Set the data down again, exactly as it appears below.

* [PROVIDED ENTRIES]:
******************************
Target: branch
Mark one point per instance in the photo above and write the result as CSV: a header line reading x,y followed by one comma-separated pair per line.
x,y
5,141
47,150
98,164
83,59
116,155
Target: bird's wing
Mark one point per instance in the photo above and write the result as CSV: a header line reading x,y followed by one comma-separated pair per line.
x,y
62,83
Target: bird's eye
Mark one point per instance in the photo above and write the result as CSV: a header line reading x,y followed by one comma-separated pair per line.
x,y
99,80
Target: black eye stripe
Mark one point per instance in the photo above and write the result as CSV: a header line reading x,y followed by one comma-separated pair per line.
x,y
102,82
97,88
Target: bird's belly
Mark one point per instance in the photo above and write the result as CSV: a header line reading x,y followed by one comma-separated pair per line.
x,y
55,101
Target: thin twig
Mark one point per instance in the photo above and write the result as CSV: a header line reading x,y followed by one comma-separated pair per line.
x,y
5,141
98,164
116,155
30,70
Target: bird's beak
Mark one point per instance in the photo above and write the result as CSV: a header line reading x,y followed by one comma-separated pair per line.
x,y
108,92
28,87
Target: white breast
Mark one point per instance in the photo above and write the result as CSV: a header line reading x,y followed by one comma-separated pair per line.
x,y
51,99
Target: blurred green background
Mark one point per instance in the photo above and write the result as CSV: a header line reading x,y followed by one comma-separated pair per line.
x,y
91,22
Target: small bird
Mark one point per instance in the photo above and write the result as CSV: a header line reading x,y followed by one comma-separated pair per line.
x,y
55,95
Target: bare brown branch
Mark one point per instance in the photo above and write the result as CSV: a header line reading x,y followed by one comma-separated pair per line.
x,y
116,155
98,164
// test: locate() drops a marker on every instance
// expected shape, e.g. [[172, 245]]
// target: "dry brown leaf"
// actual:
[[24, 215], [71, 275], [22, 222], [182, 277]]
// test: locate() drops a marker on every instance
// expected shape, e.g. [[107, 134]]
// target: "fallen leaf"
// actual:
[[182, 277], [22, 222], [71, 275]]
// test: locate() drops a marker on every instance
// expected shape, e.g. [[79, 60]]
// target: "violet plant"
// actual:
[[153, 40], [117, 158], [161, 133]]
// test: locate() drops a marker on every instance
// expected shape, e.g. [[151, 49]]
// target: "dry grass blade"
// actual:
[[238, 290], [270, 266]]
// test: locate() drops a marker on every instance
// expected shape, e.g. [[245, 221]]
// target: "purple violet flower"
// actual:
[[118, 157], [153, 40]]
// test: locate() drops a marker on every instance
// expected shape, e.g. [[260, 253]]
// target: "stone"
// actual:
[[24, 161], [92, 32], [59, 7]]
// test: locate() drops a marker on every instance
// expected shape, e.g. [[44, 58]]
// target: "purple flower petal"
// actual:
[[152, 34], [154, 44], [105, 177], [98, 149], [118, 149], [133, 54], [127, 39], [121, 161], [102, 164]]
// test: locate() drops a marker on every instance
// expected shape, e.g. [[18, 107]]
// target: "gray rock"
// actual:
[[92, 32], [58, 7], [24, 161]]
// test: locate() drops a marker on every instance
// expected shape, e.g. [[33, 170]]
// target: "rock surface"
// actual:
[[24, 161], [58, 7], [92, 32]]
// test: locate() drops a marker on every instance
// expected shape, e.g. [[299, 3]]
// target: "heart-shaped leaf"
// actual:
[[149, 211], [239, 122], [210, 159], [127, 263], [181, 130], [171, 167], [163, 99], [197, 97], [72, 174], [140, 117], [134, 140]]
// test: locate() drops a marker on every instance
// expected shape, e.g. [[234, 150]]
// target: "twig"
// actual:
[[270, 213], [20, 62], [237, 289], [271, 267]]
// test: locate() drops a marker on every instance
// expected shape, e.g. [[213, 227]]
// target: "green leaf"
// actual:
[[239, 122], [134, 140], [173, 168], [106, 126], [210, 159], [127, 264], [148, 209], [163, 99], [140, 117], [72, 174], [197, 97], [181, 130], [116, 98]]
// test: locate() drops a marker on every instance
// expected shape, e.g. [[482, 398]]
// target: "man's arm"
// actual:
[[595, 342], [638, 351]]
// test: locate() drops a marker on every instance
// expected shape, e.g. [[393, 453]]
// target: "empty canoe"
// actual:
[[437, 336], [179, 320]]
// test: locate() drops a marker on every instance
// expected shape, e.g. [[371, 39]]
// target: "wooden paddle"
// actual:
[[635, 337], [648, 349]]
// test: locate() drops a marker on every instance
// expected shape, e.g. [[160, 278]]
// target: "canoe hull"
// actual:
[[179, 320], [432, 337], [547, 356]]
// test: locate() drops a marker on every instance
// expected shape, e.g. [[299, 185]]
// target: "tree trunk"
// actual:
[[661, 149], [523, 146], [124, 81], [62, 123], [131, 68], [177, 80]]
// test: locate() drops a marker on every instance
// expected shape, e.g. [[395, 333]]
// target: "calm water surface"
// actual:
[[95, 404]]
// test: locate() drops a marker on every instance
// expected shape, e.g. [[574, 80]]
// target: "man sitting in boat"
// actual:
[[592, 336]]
******************************
* [RESPONSE TO THIS EXERCISE]:
Target: branch
Mark one point per instance in the photo above and write the result as CSV: a header line reading x,y followed by one comma-separated pair per line.
x,y
5,141
47,150
98,164
83,59
116,155
Target: bird's wing
Mark one point per instance in the photo above and write the result as CSV: a header line reading x,y followed by one comma-separated pair per line.
x,y
62,83
Target: bird's eye
Mark one point per instance in the photo above and write the result as CSV: a header line reading x,y followed by one comma-separated pair per line.
x,y
99,80
Target: black eye stripe
Mark one point per instance in the photo above and write the result as CSV: a header line reading x,y followed by one comma-separated pair per line.
x,y
102,82
97,88
Target: bird's belly
Mark one point per instance in the photo above and write the result as CSV: a header line reading x,y followed by one comma-separated pair per line.
x,y
55,101
Target: thin twig
Mark one point per instance in the photo above and write the result as CSV: a header line reading x,y followed by one comma-separated pair per line.
x,y
5,141
98,164
116,155
30,70
Target: bird's beak
Mark one point per instance in the photo above and write the result as CSV: a header line reading x,y followed by one comma-separated pair per line.
x,y
108,92
28,87
Target: white breast
Mark one point per instance in the photo above and write the result as CSV: a header line reading x,y followed by one comma-separated pair per line.
x,y
51,99
Target: blurred green background
Mark one point per instance in the photo above and write the result as CSV: a header line reading x,y followed by one comma-separated pair per line.
x,y
91,22
Target: small bird
Mark one point per instance in the photo above and write the result as CSV: a header line reading x,y followed by one comma-separated pair per line.
x,y
55,95
Target: bare brown branch
Mark one point per instance in the photo above and write the result as CSV: a header line reading x,y followed by one comma-separated pair per line.
x,y
116,155
98,164
// test: locate() drops a marker on every instance
// expected shape, e.g. [[172, 245]]
// target: "dry brown leaf"
// actual:
[[24, 215], [71, 275], [22, 222], [182, 277]]
// test: locate() drops a marker on every instance
// expected shape, e.g. [[107, 134]]
// target: "fallen leaf"
// actual:
[[182, 277], [22, 222], [71, 275]]
// test: locate() drops a marker on every instance
// expected shape, e.g. [[79, 60]]
// target: "violet plant"
// actual:
[[153, 40], [117, 158], [161, 133]]
// test: locate() drops a marker on every instance
// expected shape, e.g. [[151, 49]]
// target: "dry grass blade"
// actual:
[[238, 290], [270, 266]]
// test: locate() drops a marker on every instance
// expected shape, e.g. [[245, 221]]
// target: "purple violet flower"
// actual:
[[118, 157], [153, 40]]
// test: locate() drops a marker on every instance
// expected shape, e.g. [[260, 253]]
// target: "stone"
// actual:
[[24, 161], [92, 32], [59, 7]]
// test: locate() drops a marker on every instance
// expected shape, e.g. [[44, 58]]
// target: "purple flower petal"
// actual:
[[152, 34], [154, 44], [105, 177], [98, 149], [118, 149], [133, 54], [127, 39], [121, 161], [102, 164]]
// test: locate() drops a marker on every instance
// expected shape, e.g. [[18, 107]]
// target: "gray rock"
// actual:
[[92, 32], [58, 7], [24, 161]]
// test: locate() drops a marker on every instance
// expected shape, e.g. [[33, 170]]
// target: "rock surface"
// actual:
[[24, 161], [58, 7], [92, 32]]
// test: locate() drops a marker on every instance
// expected shape, e.g. [[299, 3]]
// target: "heart-shaped leaf"
// actual:
[[149, 211], [239, 122], [210, 159], [127, 263], [181, 130], [171, 167], [163, 99], [197, 97], [72, 174], [140, 117], [134, 140]]
// test: locate() drops a marker on every instance
// expected shape, e.g. [[234, 150]]
// target: "twig"
// actual:
[[270, 213], [20, 62], [237, 289], [271, 267]]
// test: locate() drops a marker on every instance
// expected shape, e.g. [[213, 227]]
// target: "green leaf"
// actual:
[[239, 122], [134, 140], [173, 168], [106, 126], [210, 159], [127, 264], [148, 209], [163, 99], [140, 117], [72, 174], [197, 97], [181, 130], [116, 98]]
// test: locate() drops a marker on every instance
// expected shape, e.g. [[482, 398]]
// target: "man's arm"
// actual:
[[595, 342], [638, 351]]
// test: locate() drops a marker on every instance
// expected shape, e.g. [[393, 453]]
// target: "empty canoe"
// actual:
[[437, 336], [179, 320]]
// test: locate() drops a marker on every instance
// expected shape, e.g. [[371, 39]]
// target: "wooden paddle"
// actual:
[[635, 337], [648, 349]]
// test: locate() drops a marker on every instance
// expected shape, e.g. [[160, 278]]
// target: "canoe hull"
// actual:
[[179, 320], [432, 337], [547, 356]]
// test: locate() drops a marker on every instance
// expected shape, e.g. [[299, 185]]
// target: "tree trunk"
// actual:
[[661, 149], [523, 146], [124, 81], [62, 123], [131, 68], [177, 80]]
// test: locate() drops a marker on every instance
// expected shape, e.g. [[395, 333]]
// target: "calm water surface"
// actual:
[[95, 404]]
// test: locate() drops a marker on every instance
// expected shape, e.g. [[574, 80]]
// target: "man sitting in boat"
// actual:
[[592, 336]]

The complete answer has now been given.